Saved entries
□ □ □ □ □ □ □

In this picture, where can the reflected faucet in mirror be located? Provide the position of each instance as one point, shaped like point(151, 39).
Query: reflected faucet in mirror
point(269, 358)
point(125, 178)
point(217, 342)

□ □ □ □ □ □ □

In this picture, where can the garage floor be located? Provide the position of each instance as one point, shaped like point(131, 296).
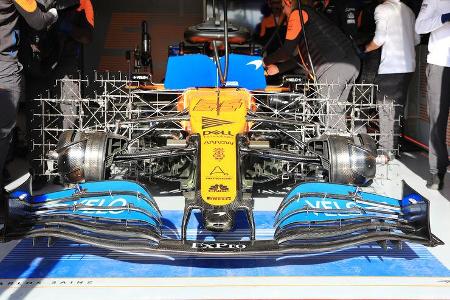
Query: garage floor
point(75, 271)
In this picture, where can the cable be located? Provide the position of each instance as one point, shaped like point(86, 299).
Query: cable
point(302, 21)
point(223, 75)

□ □ □ □ □ □ □

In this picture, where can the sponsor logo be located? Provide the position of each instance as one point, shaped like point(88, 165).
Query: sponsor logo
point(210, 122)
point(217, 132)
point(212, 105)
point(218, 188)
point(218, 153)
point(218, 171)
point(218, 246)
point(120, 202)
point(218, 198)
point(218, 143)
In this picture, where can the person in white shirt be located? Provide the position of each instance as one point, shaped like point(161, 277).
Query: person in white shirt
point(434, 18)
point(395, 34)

□ □ □ □ □ □ □

Copy every line in the data above that has the string "position" in it.

In this picture, where can the reflected faucet in mirror be located? Provide the position of each instance as one point, shaped like point(151, 39).
In this picture, where can the garage floor be located? Provide the position of each instance as one point, shaped like point(131, 296).
In this picture, where can the cable be located? Provide the position of each instance as one point, shaped like point(86, 299).
In this picture, where can the sponsor logo be located? Provide the position of each instance as one point, shaped like point(88, 165).
In this picture, where can the person in white shirt be located? Provide the position of each instance as one point, shaped like point(161, 277).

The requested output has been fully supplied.